TASK TO CARRY OUT → Recast each line of the items below as a Markdown table with two columns, Row and Line. Number every row and leave out blank lines.
---
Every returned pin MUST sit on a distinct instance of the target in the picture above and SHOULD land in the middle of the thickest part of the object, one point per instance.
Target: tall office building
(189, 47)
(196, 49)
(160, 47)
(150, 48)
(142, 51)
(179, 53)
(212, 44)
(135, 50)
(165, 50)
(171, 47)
---
THE ANSWER →
| Row | Line |
|---|---|
| 1 | Every returned pin MUST sit on a distinct instance of the target in the picture above and SHOULD land in the middle of the thickest part of the object, one point per instance. |
| 2 | Target: tall office building |
| 3 | (189, 47) |
| 4 | (196, 49) |
| 5 | (160, 47) |
| 6 | (150, 48) |
| 7 | (142, 51) |
| 8 | (179, 53) |
| 9 | (212, 44) |
| 10 | (135, 50) |
| 11 | (165, 50) |
| 12 | (171, 47) |